__Extrait source__.
====================
Le 21 septembre au 7-9 de France Inter, la science économique en majesté avec Philippe Aghion. Question : « Y a-t-il un lien prouvé et démontré entre la facilité à licencier et la facilité à embaucher ? ». Réponse aux avirons : « Je pense qu’il y a eu des études, je ne peux pas vous dire quelle étude, mais enfin c’est prouvé, c’est établi ». La science donc, un peu bafouillante, mais la science : il doit y avoir « une étude » quelque part, mais on ne sait plus où on l’a mise, ni même si elle existe, peu importe en vérité : « c’est prouvé ». Ah mais flûte, voilà qu’on a retrouvé une « étude », du Conseil d’Analyse Economique, dont Aghion fut membre de 2006 à 2012, et qui dit ceci : « Il n’y a pas de corrélation démontrée entre le niveau de protection de l’emploi et le chômage (8) »… Dans n’importe quelle société démocratique décemment constituée, voir engagé si lourdement le sort de tant de personnes par de pareils tocards sur des bases aussi inexistantes serait instantanément un objet de scandale national. Pas ici.

Les naufragés de la croyance

Ici, on laisse les démolisseurs dire « efficacité », qui est le sauf-conduit prévenant toute objection soutenue de journaliste — même quand on n’est pas capable de répondre à la question. Il faut dire que si les questionnés peuvent se permettre pareil degré d’indigence, c’est bien parce qu’en face l’inanité des questionneurs les assure de ne courir aucun risque. Les uns et les autres offrent d’ailleurs ce singulier spectacle de prisonniers solidairement bouclés dans une croyance en voie de naufrage. (...)
====================
Réécrivez le passage de l'extrait source qui commence par « Ici, on laisse » et se poursuit jusqu'à « de naufrage. (...) », en y remplaçant « démolisseurs » par « casseurs ».

Exemples d'étiquetage de points
====================
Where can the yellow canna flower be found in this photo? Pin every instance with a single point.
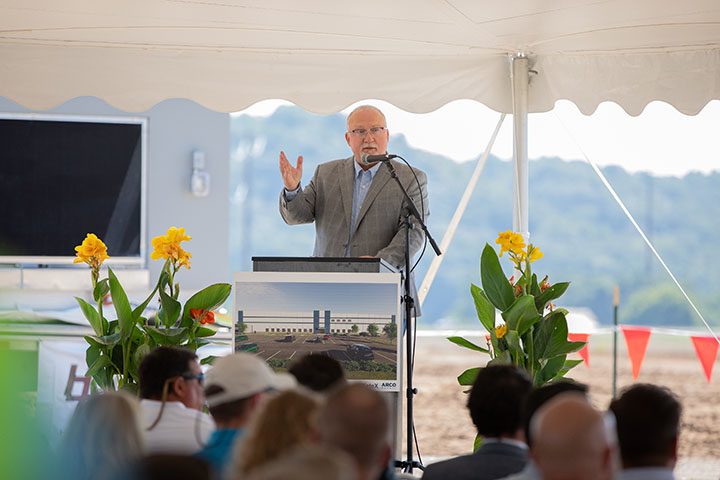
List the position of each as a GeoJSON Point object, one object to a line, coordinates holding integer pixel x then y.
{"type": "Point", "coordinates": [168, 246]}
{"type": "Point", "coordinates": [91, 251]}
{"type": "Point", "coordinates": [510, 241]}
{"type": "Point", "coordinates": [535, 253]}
====================
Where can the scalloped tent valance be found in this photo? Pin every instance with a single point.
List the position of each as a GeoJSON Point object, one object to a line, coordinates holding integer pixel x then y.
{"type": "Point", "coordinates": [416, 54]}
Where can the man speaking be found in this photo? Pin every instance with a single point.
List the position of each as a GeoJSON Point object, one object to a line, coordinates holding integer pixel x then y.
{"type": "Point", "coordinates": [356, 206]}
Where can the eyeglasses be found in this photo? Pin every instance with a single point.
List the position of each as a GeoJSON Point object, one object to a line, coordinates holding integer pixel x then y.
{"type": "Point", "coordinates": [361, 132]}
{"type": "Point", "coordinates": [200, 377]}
====================
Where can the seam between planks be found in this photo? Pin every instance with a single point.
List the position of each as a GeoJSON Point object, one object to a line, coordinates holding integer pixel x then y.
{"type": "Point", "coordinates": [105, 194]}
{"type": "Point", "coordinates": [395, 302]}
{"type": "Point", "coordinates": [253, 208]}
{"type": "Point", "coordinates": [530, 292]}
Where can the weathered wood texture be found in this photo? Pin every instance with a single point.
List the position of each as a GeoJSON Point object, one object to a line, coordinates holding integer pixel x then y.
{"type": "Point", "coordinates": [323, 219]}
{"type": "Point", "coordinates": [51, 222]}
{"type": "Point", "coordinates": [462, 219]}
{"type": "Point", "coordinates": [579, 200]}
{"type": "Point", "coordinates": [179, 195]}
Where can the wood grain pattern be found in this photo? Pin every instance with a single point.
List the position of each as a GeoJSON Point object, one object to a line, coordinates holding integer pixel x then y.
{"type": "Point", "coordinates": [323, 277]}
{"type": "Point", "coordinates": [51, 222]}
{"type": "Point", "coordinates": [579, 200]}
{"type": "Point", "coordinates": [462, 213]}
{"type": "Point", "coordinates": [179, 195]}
====================
__Réponse finale__.
Ici, on laisse les casseurs dire « efficacité », qui est le sauf-conduit prévenant toute objection soutenue de journaliste — même quand on n’est pas capable de répondre à la question. Il faut dire que si les questionnés peuvent se permettre pareil degré d’indigence, c’est bien parce qu’en face l’inanité des questionneurs les assure de ne courir aucun risque. Les uns et les autres offrent d’ailleurs ce singulier spectacle de prisonniers solidairement bouclés dans une croyance en voie de naufrage. (...)